■ **Source extract**:
Therefore, an object of the detailed description is to provide an apparatus for cooling a machine room of a refrigerator using a nacelle shape, capable of increasing cooling efficiency by sucking external air into a machine room by virtue of an improved cooling structure of the machine room, increasing compression and condensation efficiencies responsive to the increase in the cooling efficiency, and preventing noise generation by installing a cooling fan in a lower portion of a nacelle duct without being exposed.
Another object of the detailed description is to provide an apparatus for cooling a machine room of a refrigerator using a nacelle shape, capable of achieving a cooling effect using a smaller cooling fan, which is installed in a lower portion of a separate nacelle duct without being exposed to suck external air and cool the machine room using the sucked external air.
Another object of the detailed description is to provide an apparatus for cooling a machine room of a refrigerator, capable of enhancing spatial efficiency within the machine room by installing a condenser in a central opening formed at a blowing unit of a nacelle duct.
To achieve these objects, there is provided a refrigerator according to claim 1.
The nacelle duct includes a blowing unit having the central opening, the blowing unit having an air flowing path as an internal path for air flow and a blowing nozzle for discharging air.
The nacelle duct includes a fan mounting unit connected to the blowing unit at a lower portion of the nacelle duct and configured to mount a blowing fan therein, a blowing fan installed in the fan mounting unit to suck external air and blow the sucked external air toward the blowing unit, and a cover configured to cover an upper portion of the fan mounting unit and prevent air from being discharged to the exterior.
In another aspect, the fan mounting unit may include an external air inlet formed at a lower portion thereof for introduction of the external air, which is to be used to cool the machine room.

■ **Data lines**:
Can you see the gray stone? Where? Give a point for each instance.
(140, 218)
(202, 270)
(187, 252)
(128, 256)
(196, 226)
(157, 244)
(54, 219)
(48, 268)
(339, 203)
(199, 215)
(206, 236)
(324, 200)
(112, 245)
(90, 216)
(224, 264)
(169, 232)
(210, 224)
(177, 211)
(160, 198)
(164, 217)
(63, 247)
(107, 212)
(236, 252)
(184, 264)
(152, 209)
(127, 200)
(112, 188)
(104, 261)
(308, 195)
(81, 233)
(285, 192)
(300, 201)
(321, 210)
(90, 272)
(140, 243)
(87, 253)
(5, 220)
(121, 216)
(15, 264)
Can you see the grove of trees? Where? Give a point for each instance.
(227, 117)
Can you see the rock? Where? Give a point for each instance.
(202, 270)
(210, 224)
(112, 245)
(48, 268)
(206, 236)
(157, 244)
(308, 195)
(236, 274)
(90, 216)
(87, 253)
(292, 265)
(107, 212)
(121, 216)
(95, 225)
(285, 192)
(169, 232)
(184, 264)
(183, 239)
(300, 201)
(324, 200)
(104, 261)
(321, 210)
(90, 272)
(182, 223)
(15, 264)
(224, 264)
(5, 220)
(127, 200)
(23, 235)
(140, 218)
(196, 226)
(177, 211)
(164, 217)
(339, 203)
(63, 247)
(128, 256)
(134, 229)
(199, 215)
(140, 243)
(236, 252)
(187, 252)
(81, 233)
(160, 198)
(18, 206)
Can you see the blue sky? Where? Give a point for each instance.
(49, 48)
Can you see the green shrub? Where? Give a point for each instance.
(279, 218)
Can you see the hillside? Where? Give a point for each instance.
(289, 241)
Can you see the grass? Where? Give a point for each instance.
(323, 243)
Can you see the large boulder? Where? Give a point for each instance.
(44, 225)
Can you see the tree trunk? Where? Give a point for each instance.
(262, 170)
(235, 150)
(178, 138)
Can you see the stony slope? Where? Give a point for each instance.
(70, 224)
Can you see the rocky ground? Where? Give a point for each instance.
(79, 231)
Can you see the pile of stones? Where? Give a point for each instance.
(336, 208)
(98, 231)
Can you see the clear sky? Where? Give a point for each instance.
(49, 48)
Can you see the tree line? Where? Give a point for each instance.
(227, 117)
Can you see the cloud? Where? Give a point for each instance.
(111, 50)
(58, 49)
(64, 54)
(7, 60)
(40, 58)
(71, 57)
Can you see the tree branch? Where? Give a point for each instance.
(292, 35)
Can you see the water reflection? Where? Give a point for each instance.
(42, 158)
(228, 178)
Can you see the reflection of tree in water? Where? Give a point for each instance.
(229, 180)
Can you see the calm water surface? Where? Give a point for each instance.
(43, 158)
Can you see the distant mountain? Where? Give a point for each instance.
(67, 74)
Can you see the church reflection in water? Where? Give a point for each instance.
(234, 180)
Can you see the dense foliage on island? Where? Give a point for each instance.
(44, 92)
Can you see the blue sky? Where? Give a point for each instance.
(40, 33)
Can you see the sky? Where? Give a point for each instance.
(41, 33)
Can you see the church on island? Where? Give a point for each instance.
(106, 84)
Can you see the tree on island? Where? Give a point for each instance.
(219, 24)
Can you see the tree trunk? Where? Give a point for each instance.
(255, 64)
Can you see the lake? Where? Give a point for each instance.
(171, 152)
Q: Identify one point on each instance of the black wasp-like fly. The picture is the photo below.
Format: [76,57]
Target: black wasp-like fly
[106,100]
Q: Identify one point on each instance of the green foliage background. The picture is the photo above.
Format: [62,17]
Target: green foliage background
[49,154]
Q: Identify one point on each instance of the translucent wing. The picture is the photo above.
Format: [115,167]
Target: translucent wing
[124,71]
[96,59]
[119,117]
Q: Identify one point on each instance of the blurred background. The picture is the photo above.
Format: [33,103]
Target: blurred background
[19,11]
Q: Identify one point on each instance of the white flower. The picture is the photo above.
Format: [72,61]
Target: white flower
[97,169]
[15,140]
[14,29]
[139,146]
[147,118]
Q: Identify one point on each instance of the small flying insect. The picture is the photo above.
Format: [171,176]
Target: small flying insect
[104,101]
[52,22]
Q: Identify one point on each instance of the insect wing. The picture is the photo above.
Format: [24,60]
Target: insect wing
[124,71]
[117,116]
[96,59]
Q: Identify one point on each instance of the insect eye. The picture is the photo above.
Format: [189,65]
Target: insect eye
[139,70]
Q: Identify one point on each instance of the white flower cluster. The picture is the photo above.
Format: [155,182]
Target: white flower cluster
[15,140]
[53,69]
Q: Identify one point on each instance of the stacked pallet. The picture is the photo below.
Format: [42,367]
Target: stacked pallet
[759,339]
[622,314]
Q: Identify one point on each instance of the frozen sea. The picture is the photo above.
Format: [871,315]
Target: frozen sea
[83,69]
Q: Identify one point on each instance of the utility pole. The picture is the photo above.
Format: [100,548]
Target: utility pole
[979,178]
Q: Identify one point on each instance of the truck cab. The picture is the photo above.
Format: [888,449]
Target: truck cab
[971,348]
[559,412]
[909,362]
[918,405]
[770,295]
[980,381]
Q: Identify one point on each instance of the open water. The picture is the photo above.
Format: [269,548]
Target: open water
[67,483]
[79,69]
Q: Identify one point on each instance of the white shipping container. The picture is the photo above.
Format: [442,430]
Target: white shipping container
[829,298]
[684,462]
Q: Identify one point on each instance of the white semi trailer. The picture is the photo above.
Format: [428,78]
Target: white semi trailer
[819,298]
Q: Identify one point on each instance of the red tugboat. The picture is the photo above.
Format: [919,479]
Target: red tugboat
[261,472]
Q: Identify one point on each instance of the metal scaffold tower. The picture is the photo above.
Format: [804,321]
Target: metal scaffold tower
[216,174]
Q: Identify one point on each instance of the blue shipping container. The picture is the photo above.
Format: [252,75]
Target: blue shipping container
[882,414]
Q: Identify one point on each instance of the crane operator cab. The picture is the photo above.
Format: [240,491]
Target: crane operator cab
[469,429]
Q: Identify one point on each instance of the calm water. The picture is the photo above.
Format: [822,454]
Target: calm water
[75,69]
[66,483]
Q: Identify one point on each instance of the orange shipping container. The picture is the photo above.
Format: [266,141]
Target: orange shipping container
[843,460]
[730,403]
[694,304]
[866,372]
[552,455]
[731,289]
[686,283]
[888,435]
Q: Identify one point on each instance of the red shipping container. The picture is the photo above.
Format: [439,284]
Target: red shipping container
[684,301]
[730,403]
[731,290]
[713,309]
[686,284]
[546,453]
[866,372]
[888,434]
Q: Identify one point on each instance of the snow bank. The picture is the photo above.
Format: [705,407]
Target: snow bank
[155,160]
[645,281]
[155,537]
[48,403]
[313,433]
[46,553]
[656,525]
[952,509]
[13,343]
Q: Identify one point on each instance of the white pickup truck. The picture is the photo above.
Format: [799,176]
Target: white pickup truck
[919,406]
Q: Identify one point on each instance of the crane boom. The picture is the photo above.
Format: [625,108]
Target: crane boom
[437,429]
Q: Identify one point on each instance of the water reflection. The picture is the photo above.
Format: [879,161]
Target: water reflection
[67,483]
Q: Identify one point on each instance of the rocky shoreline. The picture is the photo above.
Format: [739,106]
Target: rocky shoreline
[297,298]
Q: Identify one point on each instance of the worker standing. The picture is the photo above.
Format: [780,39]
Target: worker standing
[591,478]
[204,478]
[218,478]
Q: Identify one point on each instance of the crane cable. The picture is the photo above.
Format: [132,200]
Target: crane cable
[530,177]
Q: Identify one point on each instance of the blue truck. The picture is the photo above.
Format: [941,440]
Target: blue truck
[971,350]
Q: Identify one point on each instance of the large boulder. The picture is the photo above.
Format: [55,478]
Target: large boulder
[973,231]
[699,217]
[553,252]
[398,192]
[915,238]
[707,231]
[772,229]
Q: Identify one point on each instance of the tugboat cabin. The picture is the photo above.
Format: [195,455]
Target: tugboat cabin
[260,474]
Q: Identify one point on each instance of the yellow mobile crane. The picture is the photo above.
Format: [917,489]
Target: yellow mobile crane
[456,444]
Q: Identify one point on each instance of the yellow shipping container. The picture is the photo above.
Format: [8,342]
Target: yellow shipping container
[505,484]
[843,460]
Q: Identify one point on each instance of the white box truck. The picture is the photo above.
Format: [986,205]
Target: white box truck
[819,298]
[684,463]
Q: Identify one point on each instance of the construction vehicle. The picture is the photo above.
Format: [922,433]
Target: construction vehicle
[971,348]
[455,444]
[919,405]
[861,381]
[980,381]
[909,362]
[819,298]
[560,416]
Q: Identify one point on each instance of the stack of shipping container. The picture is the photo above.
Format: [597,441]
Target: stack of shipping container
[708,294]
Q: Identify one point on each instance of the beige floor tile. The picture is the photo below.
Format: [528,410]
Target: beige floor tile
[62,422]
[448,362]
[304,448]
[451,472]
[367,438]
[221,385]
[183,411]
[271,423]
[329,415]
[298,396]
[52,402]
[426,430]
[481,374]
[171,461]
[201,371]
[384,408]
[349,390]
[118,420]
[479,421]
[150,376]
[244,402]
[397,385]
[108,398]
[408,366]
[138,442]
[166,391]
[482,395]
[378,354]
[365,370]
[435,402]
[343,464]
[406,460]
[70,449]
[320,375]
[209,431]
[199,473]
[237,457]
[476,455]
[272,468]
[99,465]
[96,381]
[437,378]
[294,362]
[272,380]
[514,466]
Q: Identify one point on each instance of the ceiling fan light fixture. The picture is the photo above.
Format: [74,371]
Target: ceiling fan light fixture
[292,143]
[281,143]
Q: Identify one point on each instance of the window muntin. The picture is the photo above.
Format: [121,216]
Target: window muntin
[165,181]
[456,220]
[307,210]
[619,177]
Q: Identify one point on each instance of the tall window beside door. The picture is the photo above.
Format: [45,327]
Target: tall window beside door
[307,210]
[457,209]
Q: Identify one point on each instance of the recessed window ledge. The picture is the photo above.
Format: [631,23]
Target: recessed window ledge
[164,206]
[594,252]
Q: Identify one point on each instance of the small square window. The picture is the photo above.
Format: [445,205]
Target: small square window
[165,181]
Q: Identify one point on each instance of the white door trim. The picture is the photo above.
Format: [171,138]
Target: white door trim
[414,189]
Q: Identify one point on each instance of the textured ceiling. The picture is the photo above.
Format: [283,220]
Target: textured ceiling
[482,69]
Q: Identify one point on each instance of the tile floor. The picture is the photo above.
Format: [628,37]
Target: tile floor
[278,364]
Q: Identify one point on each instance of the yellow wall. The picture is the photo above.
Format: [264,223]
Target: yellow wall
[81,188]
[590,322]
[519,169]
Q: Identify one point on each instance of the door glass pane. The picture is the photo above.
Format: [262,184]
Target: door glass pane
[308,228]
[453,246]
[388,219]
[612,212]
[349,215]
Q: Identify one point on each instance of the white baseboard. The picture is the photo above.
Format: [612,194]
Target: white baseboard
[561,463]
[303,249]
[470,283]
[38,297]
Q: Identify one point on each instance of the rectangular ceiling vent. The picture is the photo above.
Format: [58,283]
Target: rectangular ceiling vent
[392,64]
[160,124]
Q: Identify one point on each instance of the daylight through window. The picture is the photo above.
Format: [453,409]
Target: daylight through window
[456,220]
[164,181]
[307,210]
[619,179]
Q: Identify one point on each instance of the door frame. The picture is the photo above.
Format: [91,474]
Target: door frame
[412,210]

■ **Request**: Can you proceed with the passage on cooling a refrigerator's machine room with a nacelle duct, picking up right after its final sentence?

■ **Task response**:
In another aspect, the blowing unit may have a streamlined section, and include the blowing nozzle located at the front, an outer barrier, an inner barrier and a rear curved portion, so as to blow introduced air toward the front blowing nozzle.
In another aspect, the fan mounting unit may include an outer casing as an external barrier for surrounding an outer circumference of the blowing fan, a recessed portion configured to allow the blowing fan to be inserted therein with a space gap therebetween, and blowing openings configured to allow air generated by the blowing fan to be discharged toward the blowing unit.
In another aspect, the blowing openings may be formed at positions facing each other on the outer casing so as to blow air toward the blowing unit.
The fan mounting unit may include duct fixing holes to fix the nacelle duct onto a bottom of the machine room.
In another aspect, the blowing fan may include a plurality of blades to blow sucked air, a blade fixing portion to which one end of each of the blades is fixed, and a driving shaft connected to a driving motor to rotate the blades.
In another aspect, the blowing fan may further include a blade frame to circularly fix the other end of each of the plurality of blades.
In another aspect, the cover may include a mounting recess fixed onto an upper portion of the fan mounting unit, and a driving shaft inserting portion in which the driving shaft of the blowing fan is inserted.
In another aspect, the condenser may be located in the central opening of the blowing unit to enhance spatial efficiency of the machine room.
As described above, this specification can achieve the following effects by the aforementioned solution, and configuration and coupling and operating relations to be explained later.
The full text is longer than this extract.